* **Goal of the exercise**: Write out the entries below once more, exactly, with the pictures left out.

* **Outline labeling records**:
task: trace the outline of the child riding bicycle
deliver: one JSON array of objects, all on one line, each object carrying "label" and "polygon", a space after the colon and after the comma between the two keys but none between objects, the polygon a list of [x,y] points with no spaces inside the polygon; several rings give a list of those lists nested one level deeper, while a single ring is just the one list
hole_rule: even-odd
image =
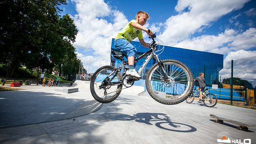
[{"label": "child riding bicycle", "polygon": [[135,69],[134,60],[137,56],[137,51],[130,42],[137,37],[141,45],[150,48],[148,44],[144,41],[142,32],[143,30],[149,36],[153,34],[152,31],[143,27],[148,18],[149,16],[147,13],[143,11],[138,12],[136,20],[133,19],[127,24],[115,38],[115,47],[127,56],[128,70],[126,72],[126,74],[138,78],[141,76]]}]

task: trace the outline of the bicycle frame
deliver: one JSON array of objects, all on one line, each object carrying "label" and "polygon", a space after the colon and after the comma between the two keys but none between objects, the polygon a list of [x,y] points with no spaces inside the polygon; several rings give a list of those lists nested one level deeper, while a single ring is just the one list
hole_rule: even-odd
[{"label": "bicycle frame", "polygon": [[[165,80],[168,80],[168,76],[167,76],[167,74],[166,73],[164,69],[164,68],[163,67],[163,63],[162,63],[162,62],[161,61],[161,60],[159,59],[159,58],[158,57],[157,55],[155,54],[155,51],[153,50],[154,48],[154,47],[150,48],[150,49],[149,51],[148,51],[147,52],[146,52],[145,53],[143,54],[140,55],[139,57],[138,57],[137,58],[135,59],[134,63],[137,63],[137,62],[138,62],[138,60],[139,60],[140,59],[141,59],[141,58],[144,57],[145,56],[148,55],[148,56],[147,56],[147,57],[146,58],[145,61],[143,63],[143,64],[142,64],[142,65],[141,65],[141,66],[139,68],[139,70],[138,71],[138,73],[139,74],[141,74],[141,73],[143,71],[143,70],[144,69],[144,68],[146,67],[146,65],[147,64],[148,62],[149,62],[149,61],[150,60],[150,59],[153,57],[154,57],[155,58],[155,60],[156,60],[156,61],[157,61],[157,63],[158,63],[158,64],[159,64],[160,66],[160,67],[161,67],[161,71],[162,71],[162,72],[164,75],[164,76],[165,79]],[[123,62],[123,64],[121,65],[120,65],[119,68],[118,68],[116,69],[116,70],[115,70],[115,71],[112,72],[111,72],[106,78],[106,79],[109,78],[113,73],[114,73],[114,72],[117,72],[118,71],[120,72],[120,70],[121,69],[125,68],[125,65],[128,65],[128,62]],[[114,78],[116,76],[116,74],[117,74],[117,73],[116,73],[116,74],[115,74],[115,75],[113,77],[112,79],[113,78]],[[112,79],[110,79],[110,81],[111,81],[113,80]],[[109,82],[109,84],[119,84],[120,83],[120,82]]]}]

* **Response to this exercise**:
task: trace the outline of the child riding bicycle
deliver: one JSON array of objects, all on one line, each object carrying "label" and "polygon", a space after the colon and after the comma between the two keys but none between objects, the polygon a list of [x,y] points with no spaces inside the polygon; several rings give a list of those lists nested one level deeper, while a single ring is just the one list
hole_rule: even-odd
image =
[{"label": "child riding bicycle", "polygon": [[135,69],[134,60],[137,56],[137,51],[130,42],[137,37],[141,45],[150,48],[148,44],[144,41],[142,32],[143,30],[149,36],[153,34],[152,31],[143,27],[148,18],[149,16],[147,13],[143,11],[138,12],[136,20],[133,19],[127,24],[115,38],[115,47],[127,56],[128,70],[126,72],[126,74],[138,78],[141,76]]}]

task: trace the outline of the bicycle frame
deliver: one JSON array of objects, all on one line, each object carrying "label" and "polygon", a space after the colon and after the comma between the two keys but none between objects, the polygon a list of [x,y] points with no spaces inside the polygon; several rings give a list of those lists nested one level deeper, while a single ring is just the one list
hole_rule: even-odd
[{"label": "bicycle frame", "polygon": [[[165,80],[168,80],[168,76],[167,76],[167,74],[166,73],[164,69],[164,68],[163,67],[163,63],[162,63],[162,62],[161,61],[161,60],[159,59],[159,58],[158,57],[157,55],[155,54],[155,51],[153,50],[154,48],[154,47],[150,48],[150,49],[149,51],[148,51],[147,52],[146,52],[145,53],[143,54],[140,55],[139,57],[138,57],[137,58],[135,59],[134,63],[137,63],[137,62],[138,62],[138,60],[139,60],[140,59],[141,59],[141,58],[144,57],[145,56],[148,55],[148,56],[147,56],[147,57],[146,58],[145,61],[143,63],[143,64],[142,64],[142,65],[141,65],[141,66],[139,68],[139,70],[138,71],[138,73],[139,74],[141,74],[141,73],[143,71],[143,70],[144,69],[144,68],[146,67],[146,65],[147,64],[148,62],[149,62],[149,61],[150,60],[150,59],[153,57],[154,57],[155,58],[155,60],[156,60],[156,61],[157,61],[157,63],[158,63],[158,64],[159,64],[160,66],[160,67],[161,67],[161,71],[162,71],[162,72],[164,75],[164,76],[165,79]],[[123,62],[123,64],[121,65],[120,65],[119,68],[118,68],[116,69],[116,70],[115,70],[115,71],[112,72],[111,72],[106,78],[106,79],[109,78],[113,73],[114,73],[114,72],[117,72],[118,71],[120,72],[120,70],[121,69],[125,68],[125,65],[128,65],[128,62]],[[114,78],[116,76],[116,74],[117,74],[117,73],[116,73],[116,74],[115,74],[115,75],[113,77],[112,79],[113,78]],[[112,79],[110,79],[110,81],[111,81],[113,80]],[[109,82],[109,84],[119,84],[120,83],[120,82]]]}]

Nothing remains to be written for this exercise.